# Extract to read:
When I got the stroller out he said, "Ollie not go in dare, mama go in dare".  Obviously that was not going to work, but I was able to get him to push the stroller, empty.  Tay and I figured that would last until the end of the drive way and he would want to be pushed.  Not so much. We turned out of the driveway and headed out of the court, down the main road.  We got three houses down (pretty big lots, so it was a decent chunk) when he started chasing the dogs who were on their leashes out ahead of us. "I catch 'em!....  Look at me! Look at me! I run-nin!" 

Mind you, it was after 8 pm.  Light as the middle of the day, but I know some of our neighbors had little ones trying to settle down.  Here is our public apology:)  SORRY!!   But, Oliver was so excited and so were we, to see him so active and free!  It was awesome!  We continued to walk around the entire neighborhood while he shouted and jumped and ran.  He would stop for sips of water and then spit them out (ahem, like the real runners).  When home was in sight, he developed yet another skill...he began to hurdle the little lines of grass that were growing into the street from some of the lawns. 

Even when we got to the top of the driveway, he just didn't stop!  Ollie launched into the lawn to run through the sprinklers.  He finally went to bed after 10pm!

I just don't know where he gets it.  I've NEVER been a fan of running....but it was such a great reminder of how far Oliver has come in such a short time.  Less than 4 months ago he was unable to sit, stand, walk, run or even hold his head up.  God is SO GOOD!


A link to a video of Ollie on his run:

https://www.facebook.com/photo.php?v=10201096301383575&l=1721497037785920969

(FYI, as mentioned, we didn't expect that he would be running.....hence the crocs.)

Sunday, August 25, 2013

wrapping up July

Mimi dressed up like Mickey for my arrival.
 She is so cute!

July 28th

Papa Ernie is in town, so we went to visit Mimi's house.  My mommy and daddy decided that since my cousins haven't been in school or around many other kids, I could see them today.  So Aunt Ashley brought Avery and Addy over to play with me.  
Papa was throwing BP and Mimi was my backup hitter

Nakey boy swimming with Papa
I was supposed to take a nap, but I wanted my mama to snuggle with me instead.  I'm pretty sure she took a nap, but I did not.  After awhile, I got really tired and told them I wanted to go home now.  {mommy's note: repeatedly.  after asking all week to go to Mimi's house.}

Mimi got my one of my special treats {an ice cream cone filled Nutella, sprinkles and whipped cream} before we left.  My daddy got some on Auntie's face...she was not happy, but we all laughed!  

We FINALLY left and I fell asleep in the car about 2 minutes later.

# Requirement A:
According to the family blog excerpt, what could Oliver not do less than four months earlier? List each ability it names.
# Requirement B:
Reproduce the family blog excerpt word for word from "(FYI, as mentioned, we" up to and including "play with me.".

# Data section:
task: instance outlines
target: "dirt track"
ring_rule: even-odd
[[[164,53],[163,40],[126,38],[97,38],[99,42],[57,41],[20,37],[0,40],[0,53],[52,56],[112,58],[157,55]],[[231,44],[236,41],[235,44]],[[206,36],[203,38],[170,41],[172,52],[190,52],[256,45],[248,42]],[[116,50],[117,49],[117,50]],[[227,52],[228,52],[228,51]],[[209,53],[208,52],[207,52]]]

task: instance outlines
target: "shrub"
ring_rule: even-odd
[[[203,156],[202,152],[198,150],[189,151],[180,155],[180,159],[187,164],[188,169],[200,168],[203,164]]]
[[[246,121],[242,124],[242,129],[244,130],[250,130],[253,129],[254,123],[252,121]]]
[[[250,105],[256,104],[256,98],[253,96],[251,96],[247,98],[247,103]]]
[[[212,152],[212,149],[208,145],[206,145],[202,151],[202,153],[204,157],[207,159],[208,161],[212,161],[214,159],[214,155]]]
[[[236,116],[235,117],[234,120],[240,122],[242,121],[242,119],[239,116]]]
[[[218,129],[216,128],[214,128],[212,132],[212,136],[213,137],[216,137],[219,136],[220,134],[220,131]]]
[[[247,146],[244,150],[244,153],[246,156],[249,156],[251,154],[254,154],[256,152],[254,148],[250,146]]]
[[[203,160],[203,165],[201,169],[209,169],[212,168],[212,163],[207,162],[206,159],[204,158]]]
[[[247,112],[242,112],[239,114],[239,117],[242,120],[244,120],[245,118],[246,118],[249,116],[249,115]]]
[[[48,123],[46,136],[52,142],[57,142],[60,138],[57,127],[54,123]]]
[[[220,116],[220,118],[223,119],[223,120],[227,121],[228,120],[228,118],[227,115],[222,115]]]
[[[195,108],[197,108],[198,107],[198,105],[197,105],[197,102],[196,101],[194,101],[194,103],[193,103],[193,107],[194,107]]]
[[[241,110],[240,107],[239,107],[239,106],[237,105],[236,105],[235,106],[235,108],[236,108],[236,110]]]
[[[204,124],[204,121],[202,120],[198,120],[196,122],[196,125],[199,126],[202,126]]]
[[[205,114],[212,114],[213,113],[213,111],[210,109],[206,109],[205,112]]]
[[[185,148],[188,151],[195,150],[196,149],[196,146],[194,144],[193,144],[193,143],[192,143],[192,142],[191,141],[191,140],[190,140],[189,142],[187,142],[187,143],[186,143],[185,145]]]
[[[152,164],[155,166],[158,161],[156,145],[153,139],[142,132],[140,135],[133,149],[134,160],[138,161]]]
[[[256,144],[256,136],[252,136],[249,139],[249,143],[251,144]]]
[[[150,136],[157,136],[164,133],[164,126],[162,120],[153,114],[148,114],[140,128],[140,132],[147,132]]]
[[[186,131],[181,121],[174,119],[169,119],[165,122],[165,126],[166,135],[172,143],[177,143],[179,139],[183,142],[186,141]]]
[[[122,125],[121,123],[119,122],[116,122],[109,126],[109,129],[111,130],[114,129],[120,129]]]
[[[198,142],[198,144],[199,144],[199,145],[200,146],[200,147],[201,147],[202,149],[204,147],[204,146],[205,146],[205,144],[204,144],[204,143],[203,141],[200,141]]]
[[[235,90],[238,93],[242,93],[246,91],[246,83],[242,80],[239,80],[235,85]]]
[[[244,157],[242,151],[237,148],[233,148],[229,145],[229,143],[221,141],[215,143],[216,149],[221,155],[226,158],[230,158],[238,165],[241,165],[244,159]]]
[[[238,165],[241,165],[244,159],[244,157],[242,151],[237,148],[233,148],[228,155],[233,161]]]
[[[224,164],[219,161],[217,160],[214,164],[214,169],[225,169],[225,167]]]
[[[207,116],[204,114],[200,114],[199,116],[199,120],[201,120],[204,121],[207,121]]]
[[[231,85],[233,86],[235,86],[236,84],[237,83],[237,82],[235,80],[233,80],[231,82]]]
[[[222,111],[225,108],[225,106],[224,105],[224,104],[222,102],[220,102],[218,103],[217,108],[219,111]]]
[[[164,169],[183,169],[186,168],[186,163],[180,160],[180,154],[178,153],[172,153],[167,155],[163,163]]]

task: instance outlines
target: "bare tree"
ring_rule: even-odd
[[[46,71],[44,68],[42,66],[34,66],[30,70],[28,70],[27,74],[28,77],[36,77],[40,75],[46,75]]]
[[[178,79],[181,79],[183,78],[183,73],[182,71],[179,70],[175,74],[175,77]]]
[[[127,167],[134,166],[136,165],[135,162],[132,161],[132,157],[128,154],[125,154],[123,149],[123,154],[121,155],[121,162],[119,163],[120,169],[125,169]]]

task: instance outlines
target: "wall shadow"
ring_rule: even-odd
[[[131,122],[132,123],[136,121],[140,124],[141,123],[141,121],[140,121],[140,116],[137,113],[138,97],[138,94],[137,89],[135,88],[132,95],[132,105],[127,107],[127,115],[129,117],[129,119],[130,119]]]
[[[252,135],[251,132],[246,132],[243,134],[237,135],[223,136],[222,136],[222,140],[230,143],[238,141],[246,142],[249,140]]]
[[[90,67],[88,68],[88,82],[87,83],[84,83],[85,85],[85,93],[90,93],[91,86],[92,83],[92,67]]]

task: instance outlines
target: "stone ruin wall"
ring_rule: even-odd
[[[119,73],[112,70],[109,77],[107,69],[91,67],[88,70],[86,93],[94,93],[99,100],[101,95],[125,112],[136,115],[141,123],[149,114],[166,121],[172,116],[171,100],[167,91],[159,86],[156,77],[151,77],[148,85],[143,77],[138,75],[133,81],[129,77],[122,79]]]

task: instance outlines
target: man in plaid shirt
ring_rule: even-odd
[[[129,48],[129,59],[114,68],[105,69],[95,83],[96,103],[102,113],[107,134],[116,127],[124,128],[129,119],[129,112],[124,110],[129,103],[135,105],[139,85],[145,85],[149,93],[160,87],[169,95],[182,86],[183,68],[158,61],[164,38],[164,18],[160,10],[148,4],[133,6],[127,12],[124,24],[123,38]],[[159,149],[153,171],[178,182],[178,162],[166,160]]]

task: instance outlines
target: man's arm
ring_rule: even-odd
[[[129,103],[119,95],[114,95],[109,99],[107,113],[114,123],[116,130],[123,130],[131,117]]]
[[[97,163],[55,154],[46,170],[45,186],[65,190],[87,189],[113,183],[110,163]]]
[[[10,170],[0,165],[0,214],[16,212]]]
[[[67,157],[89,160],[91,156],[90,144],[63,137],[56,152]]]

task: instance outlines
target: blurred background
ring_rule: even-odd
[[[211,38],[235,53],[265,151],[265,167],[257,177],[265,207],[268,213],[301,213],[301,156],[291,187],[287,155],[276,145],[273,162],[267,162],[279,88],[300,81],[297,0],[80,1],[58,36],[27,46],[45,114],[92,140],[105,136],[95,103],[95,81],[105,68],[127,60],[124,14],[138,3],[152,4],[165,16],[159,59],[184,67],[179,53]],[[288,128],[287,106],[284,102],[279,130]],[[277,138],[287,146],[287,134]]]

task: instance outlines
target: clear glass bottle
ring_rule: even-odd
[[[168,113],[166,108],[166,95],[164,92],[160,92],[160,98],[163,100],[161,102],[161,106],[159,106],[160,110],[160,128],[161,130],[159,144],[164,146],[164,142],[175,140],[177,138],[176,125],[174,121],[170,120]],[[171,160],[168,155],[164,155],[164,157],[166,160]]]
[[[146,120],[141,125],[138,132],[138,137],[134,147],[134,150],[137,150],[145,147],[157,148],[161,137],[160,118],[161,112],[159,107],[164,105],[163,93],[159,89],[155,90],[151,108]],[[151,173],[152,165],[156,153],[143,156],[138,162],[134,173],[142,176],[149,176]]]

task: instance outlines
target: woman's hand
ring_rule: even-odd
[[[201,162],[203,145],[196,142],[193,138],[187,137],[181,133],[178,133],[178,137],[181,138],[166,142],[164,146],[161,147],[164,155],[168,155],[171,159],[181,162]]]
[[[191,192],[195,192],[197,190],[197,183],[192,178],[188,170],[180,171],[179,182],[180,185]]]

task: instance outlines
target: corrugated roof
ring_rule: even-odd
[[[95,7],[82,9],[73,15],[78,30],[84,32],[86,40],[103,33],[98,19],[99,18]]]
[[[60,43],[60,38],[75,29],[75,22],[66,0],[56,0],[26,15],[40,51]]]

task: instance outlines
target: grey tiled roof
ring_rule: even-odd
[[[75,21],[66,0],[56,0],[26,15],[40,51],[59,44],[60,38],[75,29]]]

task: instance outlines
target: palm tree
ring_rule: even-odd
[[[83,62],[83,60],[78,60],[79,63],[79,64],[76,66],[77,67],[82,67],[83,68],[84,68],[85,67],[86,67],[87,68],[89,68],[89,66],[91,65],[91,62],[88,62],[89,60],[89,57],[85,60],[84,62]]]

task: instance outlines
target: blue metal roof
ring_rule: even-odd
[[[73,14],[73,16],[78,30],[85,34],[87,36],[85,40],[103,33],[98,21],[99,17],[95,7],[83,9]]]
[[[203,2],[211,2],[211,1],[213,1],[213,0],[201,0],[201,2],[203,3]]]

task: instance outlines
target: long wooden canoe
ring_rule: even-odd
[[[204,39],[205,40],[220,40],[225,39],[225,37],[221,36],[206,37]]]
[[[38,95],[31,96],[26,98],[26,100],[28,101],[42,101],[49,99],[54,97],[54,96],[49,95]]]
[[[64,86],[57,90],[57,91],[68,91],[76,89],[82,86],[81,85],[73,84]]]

# Task answer A:
- sit
- stand
- walk
- run
- hold his head up

# Task answer B:
(FYI, as mentioned, we didn't expect that he would be running.....hence the crocs.)

Sunday, August 25, 2013

wrapping up July

Mimi dressed up like Mickey for my arrival.
 She is so cute!

July 28th

Papa Ernie is in town, so we went to visit Mimi's house.  My mommy and daddy decided that since my cousins haven't been in school or around many other kids, I could see them today.  So Aunt Ashley brought Avery and Addy over to play with me.